__EXERCISE AIM__.
Read the lines of the data below and retrieve those with "shelf".
Top of RECORDS TO USE
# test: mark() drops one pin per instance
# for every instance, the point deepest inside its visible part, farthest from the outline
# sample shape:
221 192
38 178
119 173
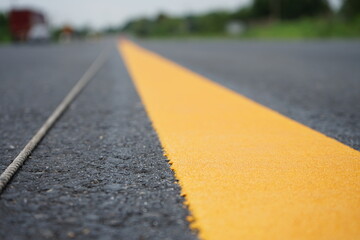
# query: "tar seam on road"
247 171
30 146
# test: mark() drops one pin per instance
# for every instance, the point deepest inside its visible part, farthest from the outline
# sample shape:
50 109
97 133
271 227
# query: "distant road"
100 172
314 82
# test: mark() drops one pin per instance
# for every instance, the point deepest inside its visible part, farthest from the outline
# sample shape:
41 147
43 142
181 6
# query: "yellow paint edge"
344 150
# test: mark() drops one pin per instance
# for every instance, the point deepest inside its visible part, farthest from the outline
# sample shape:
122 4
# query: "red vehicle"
27 25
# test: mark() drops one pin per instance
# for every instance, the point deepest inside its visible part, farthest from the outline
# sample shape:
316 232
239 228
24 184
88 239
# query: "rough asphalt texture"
316 83
100 172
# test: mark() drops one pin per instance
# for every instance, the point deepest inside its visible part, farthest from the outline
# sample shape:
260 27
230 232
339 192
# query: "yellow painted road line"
247 171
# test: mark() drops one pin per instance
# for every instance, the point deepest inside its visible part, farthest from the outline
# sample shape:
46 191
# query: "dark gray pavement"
100 172
316 83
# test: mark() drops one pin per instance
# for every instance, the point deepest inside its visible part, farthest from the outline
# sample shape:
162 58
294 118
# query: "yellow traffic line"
247 171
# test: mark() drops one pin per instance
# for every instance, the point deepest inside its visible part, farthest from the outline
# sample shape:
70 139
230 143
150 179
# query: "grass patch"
306 28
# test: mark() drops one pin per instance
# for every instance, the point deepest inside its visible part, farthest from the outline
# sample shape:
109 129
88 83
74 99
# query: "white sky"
101 13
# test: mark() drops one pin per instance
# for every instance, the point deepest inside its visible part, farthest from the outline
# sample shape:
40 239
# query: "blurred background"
40 20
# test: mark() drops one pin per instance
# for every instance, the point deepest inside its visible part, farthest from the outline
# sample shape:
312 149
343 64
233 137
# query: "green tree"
351 8
289 9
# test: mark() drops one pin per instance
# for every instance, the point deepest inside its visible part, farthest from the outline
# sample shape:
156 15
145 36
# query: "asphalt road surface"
100 172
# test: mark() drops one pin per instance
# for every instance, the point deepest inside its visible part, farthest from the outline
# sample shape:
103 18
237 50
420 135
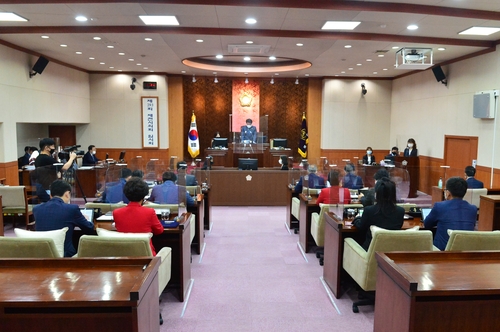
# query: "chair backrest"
473 240
473 196
13 196
104 246
387 241
14 247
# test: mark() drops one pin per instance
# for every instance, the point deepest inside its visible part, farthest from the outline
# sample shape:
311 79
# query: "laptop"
425 212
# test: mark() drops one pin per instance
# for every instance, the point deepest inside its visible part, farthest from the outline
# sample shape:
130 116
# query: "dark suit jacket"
472 183
55 214
452 214
248 134
365 159
314 181
414 153
372 216
89 159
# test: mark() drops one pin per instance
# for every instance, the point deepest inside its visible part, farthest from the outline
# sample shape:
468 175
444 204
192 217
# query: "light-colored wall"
427 110
353 121
115 116
59 95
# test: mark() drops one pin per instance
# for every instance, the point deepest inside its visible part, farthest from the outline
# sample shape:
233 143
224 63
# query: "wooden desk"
335 233
489 215
179 240
307 208
79 294
263 187
437 291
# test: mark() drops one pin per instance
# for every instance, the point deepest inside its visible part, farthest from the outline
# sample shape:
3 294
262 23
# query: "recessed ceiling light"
479 31
159 20
11 17
339 25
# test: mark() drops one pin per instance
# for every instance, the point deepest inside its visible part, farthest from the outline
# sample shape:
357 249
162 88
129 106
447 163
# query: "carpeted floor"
253 277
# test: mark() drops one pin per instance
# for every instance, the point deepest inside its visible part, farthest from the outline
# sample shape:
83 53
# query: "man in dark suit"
472 183
454 213
312 181
248 133
89 159
58 213
190 179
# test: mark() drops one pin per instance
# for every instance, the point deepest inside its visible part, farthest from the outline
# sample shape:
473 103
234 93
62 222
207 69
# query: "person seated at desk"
411 149
394 153
134 218
114 190
168 192
248 133
472 183
351 180
190 179
385 213
58 213
89 159
369 198
369 158
332 194
313 180
453 213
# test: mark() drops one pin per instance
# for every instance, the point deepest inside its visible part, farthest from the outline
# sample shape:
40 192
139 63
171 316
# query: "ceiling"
219 23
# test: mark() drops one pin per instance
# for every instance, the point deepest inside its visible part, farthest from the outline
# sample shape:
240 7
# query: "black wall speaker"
40 65
438 73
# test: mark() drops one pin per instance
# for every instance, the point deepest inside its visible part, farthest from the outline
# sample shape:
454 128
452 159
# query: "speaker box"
438 73
40 65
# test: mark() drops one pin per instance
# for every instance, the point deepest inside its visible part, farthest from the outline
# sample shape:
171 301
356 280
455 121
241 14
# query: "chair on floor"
14 247
361 265
15 201
473 240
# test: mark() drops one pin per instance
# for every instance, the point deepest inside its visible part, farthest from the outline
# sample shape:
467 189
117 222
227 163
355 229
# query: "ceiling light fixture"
159 19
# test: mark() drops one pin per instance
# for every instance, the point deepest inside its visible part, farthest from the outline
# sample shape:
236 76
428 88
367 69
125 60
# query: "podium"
412 165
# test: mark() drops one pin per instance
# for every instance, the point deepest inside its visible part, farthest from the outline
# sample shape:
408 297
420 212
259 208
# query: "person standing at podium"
248 133
411 148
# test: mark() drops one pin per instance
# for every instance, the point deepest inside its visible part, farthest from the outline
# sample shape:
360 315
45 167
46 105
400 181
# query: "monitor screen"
280 143
247 163
219 142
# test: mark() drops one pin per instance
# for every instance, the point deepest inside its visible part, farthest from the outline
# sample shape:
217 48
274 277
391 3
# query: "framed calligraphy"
149 118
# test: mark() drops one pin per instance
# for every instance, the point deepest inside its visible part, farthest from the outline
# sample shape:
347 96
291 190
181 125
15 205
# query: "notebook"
425 212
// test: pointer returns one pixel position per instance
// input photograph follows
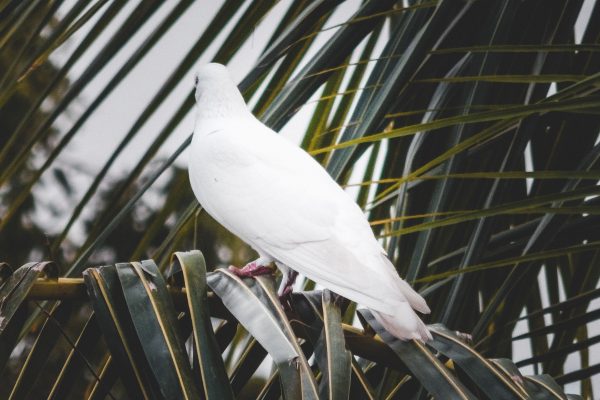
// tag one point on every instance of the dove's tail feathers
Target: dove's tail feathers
(414, 299)
(404, 324)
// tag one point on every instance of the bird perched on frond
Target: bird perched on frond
(279, 200)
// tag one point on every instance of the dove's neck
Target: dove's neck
(220, 100)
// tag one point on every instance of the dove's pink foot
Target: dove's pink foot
(287, 286)
(250, 270)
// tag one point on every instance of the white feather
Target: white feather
(278, 199)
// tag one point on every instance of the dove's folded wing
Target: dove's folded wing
(278, 199)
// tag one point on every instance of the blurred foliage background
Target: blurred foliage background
(467, 130)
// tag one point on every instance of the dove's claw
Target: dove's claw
(250, 270)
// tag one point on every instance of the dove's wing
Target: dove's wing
(277, 198)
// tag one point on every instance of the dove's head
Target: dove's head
(216, 94)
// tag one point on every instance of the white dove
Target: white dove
(278, 199)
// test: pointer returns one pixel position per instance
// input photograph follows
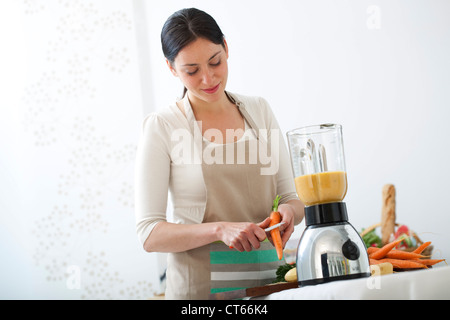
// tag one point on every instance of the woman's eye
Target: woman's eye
(191, 73)
(215, 64)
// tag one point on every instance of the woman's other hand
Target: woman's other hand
(243, 236)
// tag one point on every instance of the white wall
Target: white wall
(380, 68)
(71, 115)
(77, 75)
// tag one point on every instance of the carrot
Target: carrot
(381, 253)
(422, 247)
(403, 255)
(429, 262)
(275, 218)
(373, 261)
(404, 264)
(372, 250)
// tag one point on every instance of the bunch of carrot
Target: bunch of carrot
(401, 259)
(275, 218)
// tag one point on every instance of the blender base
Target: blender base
(330, 248)
(313, 282)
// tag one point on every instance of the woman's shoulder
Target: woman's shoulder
(256, 106)
(168, 117)
(250, 101)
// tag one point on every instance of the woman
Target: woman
(223, 159)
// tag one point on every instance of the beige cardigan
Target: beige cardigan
(167, 160)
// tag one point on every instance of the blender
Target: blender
(330, 248)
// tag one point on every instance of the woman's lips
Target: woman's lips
(211, 90)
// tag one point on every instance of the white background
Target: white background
(77, 77)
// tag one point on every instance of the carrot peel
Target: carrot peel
(275, 218)
(381, 253)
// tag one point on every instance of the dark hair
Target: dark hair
(186, 26)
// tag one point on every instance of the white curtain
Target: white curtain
(72, 116)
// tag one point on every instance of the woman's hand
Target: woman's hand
(288, 211)
(243, 236)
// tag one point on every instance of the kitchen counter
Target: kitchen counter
(424, 284)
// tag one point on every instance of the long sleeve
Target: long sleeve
(285, 179)
(152, 172)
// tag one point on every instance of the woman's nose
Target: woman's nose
(208, 76)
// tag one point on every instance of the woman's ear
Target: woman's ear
(172, 69)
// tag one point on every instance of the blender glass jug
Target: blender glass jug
(317, 154)
(330, 248)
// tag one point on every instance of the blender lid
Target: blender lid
(326, 213)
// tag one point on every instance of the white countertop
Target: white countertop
(424, 284)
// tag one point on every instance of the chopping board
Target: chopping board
(253, 292)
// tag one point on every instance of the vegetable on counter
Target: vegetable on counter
(283, 270)
(275, 218)
(401, 260)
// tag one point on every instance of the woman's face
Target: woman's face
(203, 69)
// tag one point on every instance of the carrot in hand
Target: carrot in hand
(381, 253)
(275, 218)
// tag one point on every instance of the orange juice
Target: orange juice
(323, 187)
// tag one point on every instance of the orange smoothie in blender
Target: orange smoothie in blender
(322, 187)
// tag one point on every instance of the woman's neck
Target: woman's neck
(202, 106)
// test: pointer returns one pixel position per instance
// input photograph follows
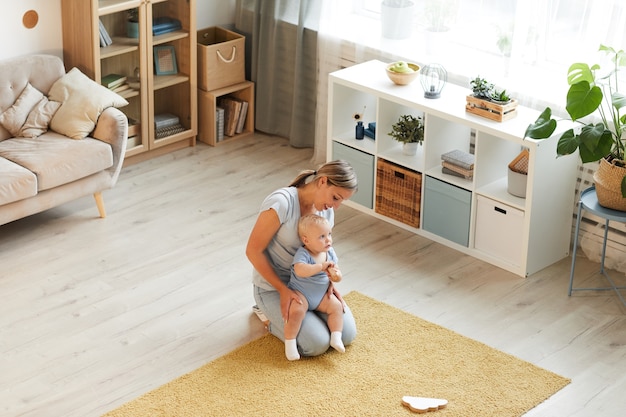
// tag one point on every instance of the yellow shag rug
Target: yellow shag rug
(395, 354)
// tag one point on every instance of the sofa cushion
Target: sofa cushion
(30, 115)
(14, 117)
(82, 102)
(56, 159)
(16, 182)
(38, 119)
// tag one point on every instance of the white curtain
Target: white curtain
(282, 38)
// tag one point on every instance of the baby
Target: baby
(314, 266)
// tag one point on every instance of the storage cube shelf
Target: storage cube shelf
Bottom of RECORDS TO USE
__ANSWER AREA__.
// tag one point on every instance of the storage cube shelf
Target: storage cube shelf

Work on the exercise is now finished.